*Task objective*
Report every line of the records below that contains the string "hand", copying each line in full. Matches must have the same case.

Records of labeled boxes
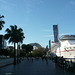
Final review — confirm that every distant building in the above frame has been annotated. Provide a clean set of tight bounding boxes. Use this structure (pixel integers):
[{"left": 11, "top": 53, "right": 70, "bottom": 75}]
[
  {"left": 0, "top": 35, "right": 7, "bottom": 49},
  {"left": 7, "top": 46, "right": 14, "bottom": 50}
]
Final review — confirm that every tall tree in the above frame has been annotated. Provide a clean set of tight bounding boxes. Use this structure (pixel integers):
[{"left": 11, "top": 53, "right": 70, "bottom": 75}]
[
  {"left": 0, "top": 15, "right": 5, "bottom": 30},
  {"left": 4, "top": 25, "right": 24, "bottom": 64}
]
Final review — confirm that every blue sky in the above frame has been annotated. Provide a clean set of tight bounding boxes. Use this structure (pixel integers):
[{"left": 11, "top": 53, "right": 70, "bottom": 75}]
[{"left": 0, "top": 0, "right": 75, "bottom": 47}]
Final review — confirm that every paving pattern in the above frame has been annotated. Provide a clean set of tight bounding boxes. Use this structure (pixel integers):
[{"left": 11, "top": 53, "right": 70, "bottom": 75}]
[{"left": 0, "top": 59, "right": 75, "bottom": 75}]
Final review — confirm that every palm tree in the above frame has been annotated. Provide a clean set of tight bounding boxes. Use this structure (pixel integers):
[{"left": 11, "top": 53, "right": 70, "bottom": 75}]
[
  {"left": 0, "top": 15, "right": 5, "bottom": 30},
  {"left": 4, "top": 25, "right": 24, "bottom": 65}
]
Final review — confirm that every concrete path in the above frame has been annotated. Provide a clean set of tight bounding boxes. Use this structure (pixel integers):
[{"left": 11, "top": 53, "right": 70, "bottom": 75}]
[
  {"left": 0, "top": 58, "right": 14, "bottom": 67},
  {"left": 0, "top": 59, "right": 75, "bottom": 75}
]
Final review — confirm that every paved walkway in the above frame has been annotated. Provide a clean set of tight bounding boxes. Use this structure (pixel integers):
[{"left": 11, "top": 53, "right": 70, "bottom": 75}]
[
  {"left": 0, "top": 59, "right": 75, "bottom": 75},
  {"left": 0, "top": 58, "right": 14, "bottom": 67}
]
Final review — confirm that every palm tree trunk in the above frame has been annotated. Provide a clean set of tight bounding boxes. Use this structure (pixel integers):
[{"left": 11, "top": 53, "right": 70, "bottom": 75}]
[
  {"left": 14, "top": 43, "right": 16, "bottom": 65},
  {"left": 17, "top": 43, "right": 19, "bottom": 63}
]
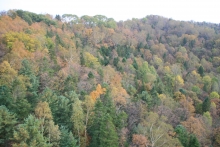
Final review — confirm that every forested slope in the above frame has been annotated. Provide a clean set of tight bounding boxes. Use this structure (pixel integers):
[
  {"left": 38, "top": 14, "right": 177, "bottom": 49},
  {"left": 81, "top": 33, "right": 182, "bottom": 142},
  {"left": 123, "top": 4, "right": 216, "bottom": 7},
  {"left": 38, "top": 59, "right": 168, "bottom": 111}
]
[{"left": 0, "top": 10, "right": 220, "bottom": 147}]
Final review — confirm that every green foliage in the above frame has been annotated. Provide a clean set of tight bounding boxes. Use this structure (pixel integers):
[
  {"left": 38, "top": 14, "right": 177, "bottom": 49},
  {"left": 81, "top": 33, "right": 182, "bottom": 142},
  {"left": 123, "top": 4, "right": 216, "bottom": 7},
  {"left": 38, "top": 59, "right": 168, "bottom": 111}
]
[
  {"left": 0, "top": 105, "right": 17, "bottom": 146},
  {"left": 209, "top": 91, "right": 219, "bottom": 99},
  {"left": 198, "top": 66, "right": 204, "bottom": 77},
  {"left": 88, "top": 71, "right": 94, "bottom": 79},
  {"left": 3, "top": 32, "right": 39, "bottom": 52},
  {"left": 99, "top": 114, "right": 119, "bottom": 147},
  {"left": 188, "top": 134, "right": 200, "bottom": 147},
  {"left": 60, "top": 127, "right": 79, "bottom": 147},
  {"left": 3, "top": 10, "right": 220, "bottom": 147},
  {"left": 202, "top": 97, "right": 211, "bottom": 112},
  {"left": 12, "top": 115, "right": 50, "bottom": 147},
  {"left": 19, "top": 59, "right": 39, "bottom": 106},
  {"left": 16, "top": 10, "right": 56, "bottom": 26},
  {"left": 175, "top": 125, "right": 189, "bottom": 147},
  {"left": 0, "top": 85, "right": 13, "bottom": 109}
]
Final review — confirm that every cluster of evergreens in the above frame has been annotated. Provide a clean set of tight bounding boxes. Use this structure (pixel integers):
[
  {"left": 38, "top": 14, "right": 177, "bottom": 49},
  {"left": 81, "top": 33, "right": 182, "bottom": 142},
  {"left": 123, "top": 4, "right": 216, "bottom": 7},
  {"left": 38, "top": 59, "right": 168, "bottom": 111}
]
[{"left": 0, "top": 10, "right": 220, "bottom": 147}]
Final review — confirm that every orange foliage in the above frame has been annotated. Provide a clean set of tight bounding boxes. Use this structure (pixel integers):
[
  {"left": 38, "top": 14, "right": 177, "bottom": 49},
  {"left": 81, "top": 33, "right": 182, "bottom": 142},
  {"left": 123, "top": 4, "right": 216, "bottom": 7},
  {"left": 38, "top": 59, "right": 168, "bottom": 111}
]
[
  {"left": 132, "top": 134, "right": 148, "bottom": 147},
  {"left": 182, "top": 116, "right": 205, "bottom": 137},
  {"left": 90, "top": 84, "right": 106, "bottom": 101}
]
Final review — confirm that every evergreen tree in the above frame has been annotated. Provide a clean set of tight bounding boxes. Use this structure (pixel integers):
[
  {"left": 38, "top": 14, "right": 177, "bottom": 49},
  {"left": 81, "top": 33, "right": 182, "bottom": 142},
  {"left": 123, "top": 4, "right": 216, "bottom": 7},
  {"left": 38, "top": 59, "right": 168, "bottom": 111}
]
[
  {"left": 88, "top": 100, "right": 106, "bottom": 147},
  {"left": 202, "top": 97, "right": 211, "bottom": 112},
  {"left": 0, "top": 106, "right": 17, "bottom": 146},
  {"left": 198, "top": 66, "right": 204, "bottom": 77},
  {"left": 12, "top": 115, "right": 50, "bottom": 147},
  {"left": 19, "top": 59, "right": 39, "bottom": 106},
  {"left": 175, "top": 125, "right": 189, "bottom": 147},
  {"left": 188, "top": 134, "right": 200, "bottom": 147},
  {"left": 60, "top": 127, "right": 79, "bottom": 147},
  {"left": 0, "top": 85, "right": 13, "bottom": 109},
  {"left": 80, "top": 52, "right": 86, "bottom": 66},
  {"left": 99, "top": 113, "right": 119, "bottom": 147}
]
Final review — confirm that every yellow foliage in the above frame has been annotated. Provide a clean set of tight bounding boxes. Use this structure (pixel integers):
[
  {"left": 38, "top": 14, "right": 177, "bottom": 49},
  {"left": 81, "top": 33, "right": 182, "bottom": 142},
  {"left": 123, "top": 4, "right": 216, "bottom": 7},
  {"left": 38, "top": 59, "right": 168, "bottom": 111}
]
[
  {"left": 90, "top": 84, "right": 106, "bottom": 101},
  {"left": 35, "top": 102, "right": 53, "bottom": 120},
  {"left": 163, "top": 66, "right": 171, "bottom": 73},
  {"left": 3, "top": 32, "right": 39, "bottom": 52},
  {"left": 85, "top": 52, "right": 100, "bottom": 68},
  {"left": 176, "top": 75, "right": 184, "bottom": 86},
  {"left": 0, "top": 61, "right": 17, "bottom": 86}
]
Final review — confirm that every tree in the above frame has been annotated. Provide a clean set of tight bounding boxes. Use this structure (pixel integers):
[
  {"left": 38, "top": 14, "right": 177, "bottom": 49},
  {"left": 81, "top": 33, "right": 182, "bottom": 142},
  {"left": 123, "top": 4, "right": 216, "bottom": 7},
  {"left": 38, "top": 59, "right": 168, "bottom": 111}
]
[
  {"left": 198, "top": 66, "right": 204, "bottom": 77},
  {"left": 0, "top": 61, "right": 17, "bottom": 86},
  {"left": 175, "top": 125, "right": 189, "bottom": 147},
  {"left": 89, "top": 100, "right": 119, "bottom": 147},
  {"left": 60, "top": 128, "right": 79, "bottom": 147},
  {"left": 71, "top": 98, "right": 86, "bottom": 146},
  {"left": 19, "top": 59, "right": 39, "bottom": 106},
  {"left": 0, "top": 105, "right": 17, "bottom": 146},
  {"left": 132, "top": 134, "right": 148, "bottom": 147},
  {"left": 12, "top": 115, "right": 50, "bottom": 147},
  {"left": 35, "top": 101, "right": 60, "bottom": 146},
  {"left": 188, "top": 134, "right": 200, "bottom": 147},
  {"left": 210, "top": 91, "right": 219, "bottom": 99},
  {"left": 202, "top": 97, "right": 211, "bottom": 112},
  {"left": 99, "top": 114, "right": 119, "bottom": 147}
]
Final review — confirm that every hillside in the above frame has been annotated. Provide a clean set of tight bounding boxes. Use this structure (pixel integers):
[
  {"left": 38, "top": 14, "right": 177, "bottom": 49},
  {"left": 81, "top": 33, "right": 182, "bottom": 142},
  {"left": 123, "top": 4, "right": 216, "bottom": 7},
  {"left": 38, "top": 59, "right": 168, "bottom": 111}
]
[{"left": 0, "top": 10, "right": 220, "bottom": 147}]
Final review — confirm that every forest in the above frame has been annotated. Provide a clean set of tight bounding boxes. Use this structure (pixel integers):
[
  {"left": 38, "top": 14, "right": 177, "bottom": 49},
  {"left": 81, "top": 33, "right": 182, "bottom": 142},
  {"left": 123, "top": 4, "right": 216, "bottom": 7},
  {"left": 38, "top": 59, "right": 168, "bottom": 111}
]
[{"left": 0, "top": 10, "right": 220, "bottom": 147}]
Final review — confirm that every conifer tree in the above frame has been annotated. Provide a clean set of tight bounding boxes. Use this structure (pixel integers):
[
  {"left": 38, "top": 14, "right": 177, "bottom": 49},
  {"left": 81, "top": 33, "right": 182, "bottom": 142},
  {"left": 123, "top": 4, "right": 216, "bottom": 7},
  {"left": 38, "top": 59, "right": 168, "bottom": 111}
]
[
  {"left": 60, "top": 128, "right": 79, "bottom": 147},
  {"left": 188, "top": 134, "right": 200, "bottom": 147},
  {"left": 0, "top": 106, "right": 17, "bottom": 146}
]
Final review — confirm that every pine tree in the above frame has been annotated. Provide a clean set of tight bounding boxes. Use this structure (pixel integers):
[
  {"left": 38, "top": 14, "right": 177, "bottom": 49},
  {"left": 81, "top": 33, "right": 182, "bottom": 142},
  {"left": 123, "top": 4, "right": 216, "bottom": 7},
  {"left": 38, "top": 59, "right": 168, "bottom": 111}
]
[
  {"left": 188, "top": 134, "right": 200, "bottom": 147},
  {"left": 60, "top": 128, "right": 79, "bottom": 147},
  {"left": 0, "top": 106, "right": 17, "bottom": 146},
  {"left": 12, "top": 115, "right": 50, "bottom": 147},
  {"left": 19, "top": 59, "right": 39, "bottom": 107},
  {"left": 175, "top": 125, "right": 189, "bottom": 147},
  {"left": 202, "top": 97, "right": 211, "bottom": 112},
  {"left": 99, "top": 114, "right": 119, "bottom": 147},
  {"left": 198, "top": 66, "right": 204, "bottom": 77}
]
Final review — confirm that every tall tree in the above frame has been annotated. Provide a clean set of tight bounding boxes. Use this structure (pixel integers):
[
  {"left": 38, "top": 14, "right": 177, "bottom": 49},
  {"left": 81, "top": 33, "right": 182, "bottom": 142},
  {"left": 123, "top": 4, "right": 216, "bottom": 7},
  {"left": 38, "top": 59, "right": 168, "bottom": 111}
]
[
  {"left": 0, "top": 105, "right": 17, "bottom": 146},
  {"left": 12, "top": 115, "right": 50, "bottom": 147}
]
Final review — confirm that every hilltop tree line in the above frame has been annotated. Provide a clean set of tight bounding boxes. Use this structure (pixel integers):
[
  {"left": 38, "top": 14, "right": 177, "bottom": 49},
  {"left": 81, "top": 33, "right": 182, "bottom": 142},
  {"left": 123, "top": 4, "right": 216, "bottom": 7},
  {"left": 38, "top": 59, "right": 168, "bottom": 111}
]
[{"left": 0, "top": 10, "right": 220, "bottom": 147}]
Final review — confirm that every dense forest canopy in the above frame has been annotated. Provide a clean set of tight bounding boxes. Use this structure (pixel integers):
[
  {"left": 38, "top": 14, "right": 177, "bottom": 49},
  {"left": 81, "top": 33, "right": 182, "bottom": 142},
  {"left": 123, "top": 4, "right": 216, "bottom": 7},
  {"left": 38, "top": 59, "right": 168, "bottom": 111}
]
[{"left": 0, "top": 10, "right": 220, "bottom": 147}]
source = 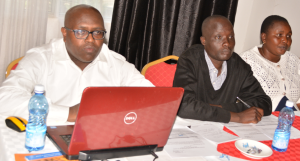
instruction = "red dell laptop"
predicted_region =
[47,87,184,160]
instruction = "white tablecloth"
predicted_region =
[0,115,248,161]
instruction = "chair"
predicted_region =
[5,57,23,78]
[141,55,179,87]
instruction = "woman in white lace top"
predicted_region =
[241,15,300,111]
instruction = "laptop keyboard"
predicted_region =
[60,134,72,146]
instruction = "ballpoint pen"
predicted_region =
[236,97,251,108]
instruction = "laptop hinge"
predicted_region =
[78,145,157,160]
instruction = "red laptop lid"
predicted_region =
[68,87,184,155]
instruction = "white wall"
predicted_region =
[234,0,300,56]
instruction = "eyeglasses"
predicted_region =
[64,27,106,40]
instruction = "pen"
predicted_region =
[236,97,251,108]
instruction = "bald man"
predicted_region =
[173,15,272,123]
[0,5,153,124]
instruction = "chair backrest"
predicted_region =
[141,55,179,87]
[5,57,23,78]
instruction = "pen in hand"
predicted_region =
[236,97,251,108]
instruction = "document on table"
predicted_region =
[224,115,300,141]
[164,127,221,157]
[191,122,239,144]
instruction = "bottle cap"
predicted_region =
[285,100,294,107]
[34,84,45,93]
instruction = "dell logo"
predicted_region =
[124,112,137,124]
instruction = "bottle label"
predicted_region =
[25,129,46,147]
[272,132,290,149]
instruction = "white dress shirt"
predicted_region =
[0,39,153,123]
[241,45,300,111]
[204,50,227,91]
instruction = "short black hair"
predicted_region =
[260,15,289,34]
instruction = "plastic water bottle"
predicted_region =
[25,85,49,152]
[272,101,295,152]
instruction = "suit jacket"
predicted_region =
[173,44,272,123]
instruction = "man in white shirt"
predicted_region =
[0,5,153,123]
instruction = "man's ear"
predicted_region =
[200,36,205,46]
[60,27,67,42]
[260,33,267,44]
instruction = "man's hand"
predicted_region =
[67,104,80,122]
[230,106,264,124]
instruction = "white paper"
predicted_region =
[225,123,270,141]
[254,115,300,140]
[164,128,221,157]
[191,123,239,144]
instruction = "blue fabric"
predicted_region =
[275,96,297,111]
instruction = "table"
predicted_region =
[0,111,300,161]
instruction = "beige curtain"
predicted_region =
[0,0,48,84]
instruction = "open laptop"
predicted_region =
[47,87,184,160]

*Complete response*
instruction = "pen in hand"
instruction = "man's hand"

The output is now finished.